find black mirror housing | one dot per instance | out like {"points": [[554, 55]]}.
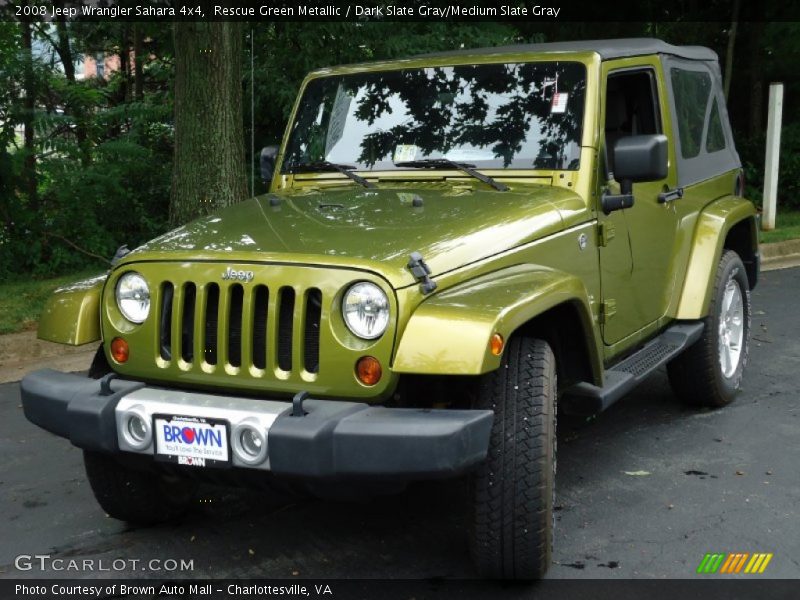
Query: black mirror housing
{"points": [[641, 158], [267, 162]]}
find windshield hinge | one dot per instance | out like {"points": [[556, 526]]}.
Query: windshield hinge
{"points": [[421, 272], [608, 308], [605, 233]]}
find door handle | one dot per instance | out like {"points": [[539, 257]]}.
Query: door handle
{"points": [[670, 195]]}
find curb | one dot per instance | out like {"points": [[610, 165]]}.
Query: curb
{"points": [[779, 252], [780, 255], [21, 353]]}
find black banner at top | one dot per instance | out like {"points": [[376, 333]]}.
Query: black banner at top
{"points": [[545, 11]]}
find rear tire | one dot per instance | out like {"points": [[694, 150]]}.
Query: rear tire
{"points": [[513, 490], [709, 373], [137, 497], [127, 494]]}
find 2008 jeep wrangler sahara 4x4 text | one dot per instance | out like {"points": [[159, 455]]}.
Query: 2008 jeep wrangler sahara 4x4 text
{"points": [[452, 245]]}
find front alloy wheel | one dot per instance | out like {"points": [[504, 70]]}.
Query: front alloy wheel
{"points": [[513, 491]]}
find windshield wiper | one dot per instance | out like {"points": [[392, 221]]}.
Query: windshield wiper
{"points": [[324, 165], [440, 163]]}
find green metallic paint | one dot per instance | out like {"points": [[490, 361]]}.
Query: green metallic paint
{"points": [[72, 314], [499, 260], [712, 227], [375, 230], [339, 349], [450, 332]]}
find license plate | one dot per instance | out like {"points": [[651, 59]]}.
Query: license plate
{"points": [[192, 441]]}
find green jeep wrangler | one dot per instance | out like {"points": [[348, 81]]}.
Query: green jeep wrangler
{"points": [[453, 245]]}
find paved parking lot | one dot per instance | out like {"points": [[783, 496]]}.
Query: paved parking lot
{"points": [[644, 490]]}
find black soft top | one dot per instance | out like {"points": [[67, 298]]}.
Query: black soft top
{"points": [[607, 49]]}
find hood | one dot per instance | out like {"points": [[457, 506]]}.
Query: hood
{"points": [[375, 229]]}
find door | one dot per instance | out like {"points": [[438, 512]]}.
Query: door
{"points": [[637, 243]]}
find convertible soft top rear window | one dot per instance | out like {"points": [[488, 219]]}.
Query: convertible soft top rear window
{"points": [[523, 116]]}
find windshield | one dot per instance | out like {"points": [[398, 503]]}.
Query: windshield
{"points": [[519, 116]]}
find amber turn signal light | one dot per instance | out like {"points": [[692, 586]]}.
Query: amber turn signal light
{"points": [[119, 350], [368, 370], [496, 344]]}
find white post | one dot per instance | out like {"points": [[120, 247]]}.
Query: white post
{"points": [[773, 156]]}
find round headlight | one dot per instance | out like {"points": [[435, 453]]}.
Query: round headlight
{"points": [[366, 310], [133, 297]]}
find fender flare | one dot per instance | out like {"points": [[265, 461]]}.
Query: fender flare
{"points": [[72, 314], [711, 230], [449, 333]]}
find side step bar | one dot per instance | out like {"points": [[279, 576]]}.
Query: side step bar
{"points": [[587, 399]]}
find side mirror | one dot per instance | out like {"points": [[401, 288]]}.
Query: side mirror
{"points": [[636, 158], [267, 162], [640, 158]]}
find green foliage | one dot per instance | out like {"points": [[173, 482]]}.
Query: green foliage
{"points": [[104, 153], [22, 300], [103, 166]]}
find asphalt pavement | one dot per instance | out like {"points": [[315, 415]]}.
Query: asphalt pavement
{"points": [[644, 490]]}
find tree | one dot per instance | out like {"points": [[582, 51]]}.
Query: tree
{"points": [[208, 171]]}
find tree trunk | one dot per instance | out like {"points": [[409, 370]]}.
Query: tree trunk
{"points": [[29, 107], [731, 46], [208, 170], [72, 109], [138, 82], [125, 64]]}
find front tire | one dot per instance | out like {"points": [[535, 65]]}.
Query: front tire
{"points": [[710, 372], [127, 494], [137, 497], [513, 490]]}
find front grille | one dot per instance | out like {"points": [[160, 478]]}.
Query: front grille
{"points": [[231, 324]]}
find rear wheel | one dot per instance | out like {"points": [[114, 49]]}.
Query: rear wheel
{"points": [[513, 490], [710, 372]]}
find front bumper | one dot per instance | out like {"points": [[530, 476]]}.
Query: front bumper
{"points": [[332, 440]]}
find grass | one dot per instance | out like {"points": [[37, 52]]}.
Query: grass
{"points": [[22, 301], [787, 227]]}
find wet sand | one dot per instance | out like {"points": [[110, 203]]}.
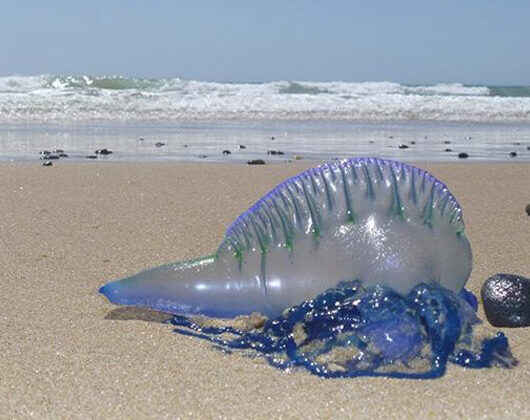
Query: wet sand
{"points": [[67, 353]]}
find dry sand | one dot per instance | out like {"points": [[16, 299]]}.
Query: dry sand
{"points": [[65, 352]]}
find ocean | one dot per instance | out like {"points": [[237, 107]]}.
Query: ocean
{"points": [[186, 120]]}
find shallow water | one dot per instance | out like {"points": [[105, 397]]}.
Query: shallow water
{"points": [[314, 140], [349, 331]]}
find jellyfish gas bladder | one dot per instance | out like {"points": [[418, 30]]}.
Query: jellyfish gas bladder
{"points": [[367, 219]]}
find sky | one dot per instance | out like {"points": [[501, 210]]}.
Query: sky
{"points": [[472, 41]]}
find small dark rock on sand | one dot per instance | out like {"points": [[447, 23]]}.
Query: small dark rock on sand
{"points": [[506, 299], [50, 156], [256, 162]]}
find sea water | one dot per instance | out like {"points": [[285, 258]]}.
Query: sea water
{"points": [[198, 120]]}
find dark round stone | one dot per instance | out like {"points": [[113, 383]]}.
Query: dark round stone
{"points": [[506, 299]]}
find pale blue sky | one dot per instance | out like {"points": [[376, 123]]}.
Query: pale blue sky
{"points": [[472, 41]]}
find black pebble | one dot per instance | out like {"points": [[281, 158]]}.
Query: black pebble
{"points": [[256, 162], [506, 299]]}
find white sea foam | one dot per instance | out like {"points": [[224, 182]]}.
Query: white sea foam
{"points": [[71, 98]]}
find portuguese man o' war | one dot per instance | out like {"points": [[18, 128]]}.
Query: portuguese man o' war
{"points": [[359, 265], [379, 221]]}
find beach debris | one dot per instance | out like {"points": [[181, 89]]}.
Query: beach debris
{"points": [[256, 162], [506, 299]]}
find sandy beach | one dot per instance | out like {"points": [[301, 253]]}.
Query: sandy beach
{"points": [[66, 352]]}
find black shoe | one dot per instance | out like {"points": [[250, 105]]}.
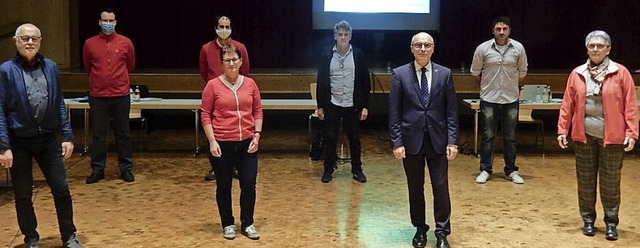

================================

— What you will do —
Each entry above is to be given again exactly, and any image in it is to be dropped.

— Worked solution —
find black mirror housing | one dot per instance | out like {"points": [[554, 55]]}.
Query: black mirror housing
{"points": [[641, 158], [267, 162]]}
find windshield hinge | one dot per instance | out like {"points": [[556, 526]]}.
Query: windshield hinge
{"points": [[421, 272], [608, 308], [605, 233]]}
find door handle | one dot per instance | out like {"points": [[539, 257]]}.
Query: door handle
{"points": [[670, 195]]}
find curb | one dot per instance | out like {"points": [[610, 165]]}.
Query: curb
{"points": [[779, 252], [780, 255], [21, 353]]}
find black banner at top | one dot per instance | out like {"points": [[376, 333]]}.
Query: black banner at top
{"points": [[545, 11]]}
find rear tire | one dot per instance | out like {"points": [[694, 150]]}.
Query: rear tire
{"points": [[513, 490], [709, 373], [137, 497], [127, 494]]}
find 2008 jeep wrangler sahara 4x4 text | one dot per instance | out like {"points": [[159, 455]]}.
Query: 2008 jeep wrangler sahara 4x4 text
{"points": [[452, 245]]}
find front alloy wheel | one dot per instance | out like {"points": [[504, 70]]}.
Query: front alloy wheel
{"points": [[513, 491]]}
find windshield wiper | one dot per instance | out like {"points": [[392, 221]]}.
Query: windshield wiper
{"points": [[324, 165], [440, 163]]}
find green metallic paint | one dot per instance | out like {"points": [[490, 361]]}.
Query: green metallic paint
{"points": [[72, 314], [499, 260], [712, 227], [375, 230], [339, 349], [450, 332]]}
find license plate | one dot per instance | out like {"points": [[651, 59]]}.
Query: license plate
{"points": [[192, 441]]}
find green jeep wrangler | one dot per instance | out like {"points": [[348, 81]]}.
Query: green jeep wrangler
{"points": [[453, 245]]}
find paved parking lot | one dot per instance | out like {"points": [[783, 496]]}.
Query: paved parking lot
{"points": [[644, 490]]}
find black soft top | one dot per instance | out like {"points": [[67, 298]]}.
Query: black soft top
{"points": [[607, 49]]}
find hood | one dot per instance | out like {"points": [[457, 506]]}.
Query: hood
{"points": [[375, 229]]}
find door | one dot per instance | out like {"points": [[438, 512]]}.
Query: door
{"points": [[637, 243]]}
find convertible soft top rear window | one dot per instance | out like {"points": [[488, 219]]}.
Query: convertible soft top rear window
{"points": [[523, 116]]}
find windshield | one dot per instance | out like {"points": [[398, 503]]}.
Query: windshield
{"points": [[519, 116]]}
find amber turn signal light | one dot per instance | out like {"points": [[692, 586]]}.
Query: amber turn signal light
{"points": [[119, 350], [368, 370], [496, 344]]}
find white post | one dot per instance | out like {"points": [[120, 247]]}.
Query: white post
{"points": [[773, 156]]}
find round headlight | one dot per instance | out like {"points": [[435, 453]]}.
Query: round headlight
{"points": [[366, 310], [133, 297]]}
find fender flare | one dot per instance | out like {"points": [[265, 461]]}.
Query: fender flare
{"points": [[72, 314], [711, 230], [449, 333]]}
find side step bar | one dot per instance | out like {"points": [[279, 576]]}.
Query: side step bar
{"points": [[587, 399]]}
find side mirror | one dot per instance | out like {"points": [[401, 288]]}.
Query: side mirror
{"points": [[636, 158], [267, 162], [640, 158]]}
find green foliage | one dot per instance | out like {"points": [[173, 482]]}.
Query: green foliage
{"points": [[104, 153], [22, 300], [103, 166]]}
find asphalt pavement | one dot per instance | out like {"points": [[315, 415]]}.
Query: asphalt pavement
{"points": [[644, 490]]}
find tree | one dot per instance | out like {"points": [[582, 51]]}.
Query: tree
{"points": [[208, 171]]}
find tree trunk | one dot per instance | out like {"points": [[409, 370]]}.
Query: tree trunk
{"points": [[29, 107], [731, 46], [208, 170], [72, 109], [138, 82], [125, 64]]}
find front tire | one dot per instance | out like {"points": [[535, 65]]}.
Query: front tire
{"points": [[710, 372], [127, 494], [137, 497], [513, 490]]}
find front grille | one dot per instance | out like {"points": [[160, 478]]}.
Query: front grille
{"points": [[231, 324]]}
find rear wheel | one dot per instance | out like {"points": [[114, 49]]}.
Query: rear wheel
{"points": [[513, 490], [710, 372]]}
find front bumper | one dot per instance | out like {"points": [[530, 476]]}.
Query: front bumper
{"points": [[332, 440]]}
find grass | one dot per instance | out like {"points": [[37, 52]]}.
Query: grass
{"points": [[22, 301], [787, 227]]}
find wet sand | one dot per instance | out like {"points": [[110, 203]]}.
Query: wet sand
{"points": [[67, 353]]}
find dry sand | one dot per instance | out like {"points": [[16, 299]]}.
Query: dry sand
{"points": [[65, 352]]}
find ocean | one dot per instance | out like {"points": [[237, 107]]}.
Query: ocean
{"points": [[186, 120]]}
find shallow water | one dot per instance | out like {"points": [[105, 397]]}.
Query: shallow water
{"points": [[314, 140], [349, 331]]}
find jellyfish gas bladder | one dot per instance | out like {"points": [[418, 30]]}.
Query: jellyfish gas bladder
{"points": [[367, 219]]}
find sky | one dot per instance | out like {"points": [[501, 210]]}.
Query: sky
{"points": [[472, 41]]}
find small dark rock on sand | one dot per instance | out like {"points": [[447, 23]]}.
Query: small dark rock on sand
{"points": [[506, 299], [50, 156], [256, 162]]}
find sea water | one dot per instance | out like {"points": [[285, 258]]}.
Query: sea water
{"points": [[198, 120]]}
find dark round stone | one dot per instance | out like {"points": [[113, 383]]}.
Query: dark round stone
{"points": [[506, 299]]}
find pale blue sky | one dot per instance | out like {"points": [[376, 123]]}.
Query: pale blue sky
{"points": [[472, 41]]}
find black pebble | one dot per instance | out like {"points": [[281, 158]]}.
Query: black pebble
{"points": [[256, 162], [506, 299]]}
find white sea foam | one dot per instance | out like {"points": [[224, 182]]}.
Query: white sea foam
{"points": [[71, 98]]}
find portuguese man o' war | one dot per instance | out like {"points": [[18, 128]]}.
Query: portuguese man o' war
{"points": [[359, 265], [379, 221]]}
find beach debris | one dot per instance | out like {"points": [[181, 89]]}.
Query: beach debris
{"points": [[256, 162], [506, 299]]}
find sandy beach | one dot per instance | out like {"points": [[301, 253]]}.
Query: sandy beach
{"points": [[66, 352]]}
find black shoe | one dot per instance | out like {"points": [[250, 105]]}.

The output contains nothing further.